* _Excerpted passage_:
---------------

Because the stories I want to publish are straight text, the reflowable .epub format not only meets my needs as an author, but it provides the most transparent reading experience for end users. That’s a win-win for me because I don’t have to make any trade-offs between my own authorial needs and the end-user reading experience. Having said that, the appeal of the .pdf format is clear because it preserves all the work an author puts into page layout and structure. If I had content that was dependent on images, data or layout, I’d have to decide whether to use .pdf, or how to translate all of those assets into .epub-friendly equivalents. Ugh.

As a follow-up, I encourage you to watch the InDesign tutorial I mentioned above. I learned a lot in the few short minutes it took to watch, and I think it will give you valuable insight into these issues. It will also introduce you to the learning curve you’ll be facing if you decide you want to do some of the more complex stuff yourself.

As for me, I won’t be buying InDesign any time soon, for three reasons. First, at $699 it’s pricey. Second, the life of a successful writer will be defined as much by keeping costs under control as by anything else, so there aren’t going to be a lot of dollars going out until there are a lot of dollars coming in. Third, if I ever decide the software is worth having, I’ll still want to compare the total cost (in time and money) of buying it, learning how to use it and paying for future upgrades with the total cost of having someone else provide that service. If I can get the end result cheaper I’ll go with the service: if not, I’ll buy the software.

It should be noted that it is not necessary to buy InDesign, or any Adobe application, in order to create a .pdf file from most commonly created source text. Adobe’s proprietary tool for creating .pdf files is called Acrobat, and it currently sells for $299 in the U.S. The application that most computer users use to read .pdf files is called the Acrobat Reader, and it is distributed free — meaning anyone can freely read content that someone else has created as a .pdf. What is less commonly known is that the OpenOffice suite of applications includes a .pdf writer in its Write application, allowing documents created in a wide variety of file formats (including MS Word .doc) to be exported as .pdf files. More info here (scroll down).

— Mark Barrett

Ditchwalk Delivered via Email

Comments

  1. says

    Mark,

    I admire your tenacity and the logical approach you are taking to your quest. Like many other specialized production tasks that have been thrust into our laps in recent years, doing these format conversions has to rank as one of the most thankless. I mean, why learn the ins and outs of something one is only going to do rarely, if at all?

    On my Mac I can export to PDF from any print screen, which is handy. PDF itself bears looking into because there are many “flavors” of PDF designed to produce documents for different purposes. A lot of the offset printing industry standardized on PDF workflow years ago, but the PDFs we make for high-end print production are quite different than the ones pumped out by Word.

    Looking forward to the next installment!

    • says

      I mean, why learn the ins and outs of something one is only going to do rarely, if at all?”

      I think an honest answer would be this: it’s just me.

---------------

* _Source data_:
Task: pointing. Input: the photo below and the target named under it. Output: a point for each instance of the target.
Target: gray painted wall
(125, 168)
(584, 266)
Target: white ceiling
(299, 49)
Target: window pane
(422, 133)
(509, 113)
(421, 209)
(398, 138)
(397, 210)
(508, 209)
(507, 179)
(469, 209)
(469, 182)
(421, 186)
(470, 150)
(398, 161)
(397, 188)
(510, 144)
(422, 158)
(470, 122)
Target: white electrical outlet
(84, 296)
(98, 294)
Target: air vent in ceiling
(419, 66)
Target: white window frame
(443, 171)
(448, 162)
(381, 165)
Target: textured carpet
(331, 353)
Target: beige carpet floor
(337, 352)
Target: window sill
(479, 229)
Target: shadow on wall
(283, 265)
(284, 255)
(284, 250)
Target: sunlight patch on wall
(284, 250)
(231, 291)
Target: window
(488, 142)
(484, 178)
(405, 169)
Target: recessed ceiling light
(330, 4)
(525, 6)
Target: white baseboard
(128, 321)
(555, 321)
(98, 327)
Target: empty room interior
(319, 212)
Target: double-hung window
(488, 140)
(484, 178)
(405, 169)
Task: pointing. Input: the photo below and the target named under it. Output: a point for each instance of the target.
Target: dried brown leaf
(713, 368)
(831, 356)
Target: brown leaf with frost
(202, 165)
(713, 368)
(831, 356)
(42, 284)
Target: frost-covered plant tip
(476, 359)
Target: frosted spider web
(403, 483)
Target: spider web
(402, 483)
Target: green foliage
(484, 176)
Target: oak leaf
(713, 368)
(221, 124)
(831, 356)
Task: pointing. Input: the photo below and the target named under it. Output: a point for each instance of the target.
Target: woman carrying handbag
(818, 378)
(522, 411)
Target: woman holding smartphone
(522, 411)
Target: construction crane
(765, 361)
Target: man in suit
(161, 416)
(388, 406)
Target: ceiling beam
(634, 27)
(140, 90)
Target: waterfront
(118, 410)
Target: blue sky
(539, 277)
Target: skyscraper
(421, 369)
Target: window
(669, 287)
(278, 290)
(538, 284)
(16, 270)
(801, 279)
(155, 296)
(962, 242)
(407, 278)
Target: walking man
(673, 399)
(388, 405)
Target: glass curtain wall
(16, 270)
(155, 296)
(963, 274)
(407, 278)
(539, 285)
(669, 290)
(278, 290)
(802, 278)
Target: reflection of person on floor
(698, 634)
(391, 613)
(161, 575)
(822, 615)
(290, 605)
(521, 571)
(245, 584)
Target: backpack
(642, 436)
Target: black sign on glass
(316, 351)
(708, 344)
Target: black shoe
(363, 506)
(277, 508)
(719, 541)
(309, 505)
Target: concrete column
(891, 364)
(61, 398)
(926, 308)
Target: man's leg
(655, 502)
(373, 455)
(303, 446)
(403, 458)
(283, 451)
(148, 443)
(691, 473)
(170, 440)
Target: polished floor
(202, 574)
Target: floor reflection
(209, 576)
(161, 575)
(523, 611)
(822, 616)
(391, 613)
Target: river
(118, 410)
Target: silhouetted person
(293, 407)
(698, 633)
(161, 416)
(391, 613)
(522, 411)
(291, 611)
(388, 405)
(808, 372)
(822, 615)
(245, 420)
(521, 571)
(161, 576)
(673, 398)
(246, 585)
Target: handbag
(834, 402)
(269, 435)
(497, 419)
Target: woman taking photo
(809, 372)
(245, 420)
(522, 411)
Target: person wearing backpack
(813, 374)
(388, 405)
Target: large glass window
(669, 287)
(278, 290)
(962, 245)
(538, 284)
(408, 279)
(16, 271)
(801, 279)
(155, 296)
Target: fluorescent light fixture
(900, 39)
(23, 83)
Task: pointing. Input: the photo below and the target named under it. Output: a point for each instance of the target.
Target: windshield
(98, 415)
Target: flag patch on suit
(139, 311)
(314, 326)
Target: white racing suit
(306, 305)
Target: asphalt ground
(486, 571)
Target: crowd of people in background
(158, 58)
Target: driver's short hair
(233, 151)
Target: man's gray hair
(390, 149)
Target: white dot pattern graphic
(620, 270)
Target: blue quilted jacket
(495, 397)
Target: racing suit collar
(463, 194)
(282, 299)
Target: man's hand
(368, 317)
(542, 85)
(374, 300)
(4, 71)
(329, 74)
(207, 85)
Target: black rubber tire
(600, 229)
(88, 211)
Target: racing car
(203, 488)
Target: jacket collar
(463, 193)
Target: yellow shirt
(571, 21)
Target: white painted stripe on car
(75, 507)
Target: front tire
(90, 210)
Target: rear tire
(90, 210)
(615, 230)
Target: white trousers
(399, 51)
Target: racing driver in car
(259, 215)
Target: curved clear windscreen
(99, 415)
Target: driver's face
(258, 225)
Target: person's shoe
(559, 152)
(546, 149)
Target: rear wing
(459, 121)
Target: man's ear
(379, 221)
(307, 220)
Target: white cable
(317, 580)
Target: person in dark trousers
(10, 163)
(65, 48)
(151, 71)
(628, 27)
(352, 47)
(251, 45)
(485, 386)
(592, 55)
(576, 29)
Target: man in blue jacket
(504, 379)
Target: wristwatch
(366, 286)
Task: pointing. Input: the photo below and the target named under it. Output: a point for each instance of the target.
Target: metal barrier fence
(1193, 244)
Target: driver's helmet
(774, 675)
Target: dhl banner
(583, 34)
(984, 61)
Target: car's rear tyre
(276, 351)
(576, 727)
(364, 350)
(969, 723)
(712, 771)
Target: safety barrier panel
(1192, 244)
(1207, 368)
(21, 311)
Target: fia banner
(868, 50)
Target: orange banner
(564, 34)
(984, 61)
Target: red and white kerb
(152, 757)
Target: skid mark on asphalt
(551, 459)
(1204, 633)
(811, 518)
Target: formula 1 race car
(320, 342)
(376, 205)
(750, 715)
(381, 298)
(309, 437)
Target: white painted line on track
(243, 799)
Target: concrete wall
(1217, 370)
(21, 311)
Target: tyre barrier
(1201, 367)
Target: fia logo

---------------

* _Goal 1_: Pull out every line in the listing that has the word "suit" in it.
* _Goal 2_: Pick up the post about .epub and .pdf formats after its last sentence and write what comes next.

* _Task answer 1_:
Target: man in suit
Target: flag patch on suit
Target: white racing suit
Target: racing suit collar

* _Task answer 2_:
      I’m always interested in process, and in understanding how things are done. Given the historical moment we’re in, this file-format stuff seems like useful information, if only so I can blather about it when I’m old and gray and everyone is reading text on their retinas from projectors implanted in their skulls.

      I look around and people are putting their work up on Smashwords or making POD books, and I don’t know how to do that. I know I could pay someone to do it for me, but if I want to do it more than once, or I want to keep my one-time costs under ruthless control, one option is to try to find out what all those people already know. So that’s what I’m doing.

      It may well be folly. At times it feels like folly. But it’s still interesting to me.

  2. M Daniels says

    remeber SGML versus PDF? PDF is an open standard currently used by all it has clear synergy with printing and design and does what it says on the can.
    epub is a container and offers much but has many ‘open’ issues
    there is much hype and much pragmitism as always

    • says

      You’re right, of course. There’s a lot to like about .pdf, including the fact that a major corporation has invested a massive amount of capital in projecting and protecting the brand and its functionality. You’re also right that open-source is not a panacea. I’ve monkeyed around with GIMP enough to see the difference between the two development paths, and I’m not sure I prefer one over the other.

      Still, I’m not a fan of proprietary tools that become industry standards. MP3 may be as ubiquitous as .pdf (or more so), but it’s not an open standard. Even if nobody can figure out who owns the licensing rights, it’s clear somebody does. I’d prefer not to see that happen to publishing. (Imagine if HTML required a license to use.)

  3. says

    Mark:

    I don’t think you need to settle on a single format … but if you were going to do so, I would encourage you to use HTML.

    HTML lacks PDF’s ability to set a rigid format…but to me, that is a strength, not a weakness, because I can’t tell you the number of PDFs I’ve stumbled across that are a royal pain to read on my screen, especially if a multi-column format has been used.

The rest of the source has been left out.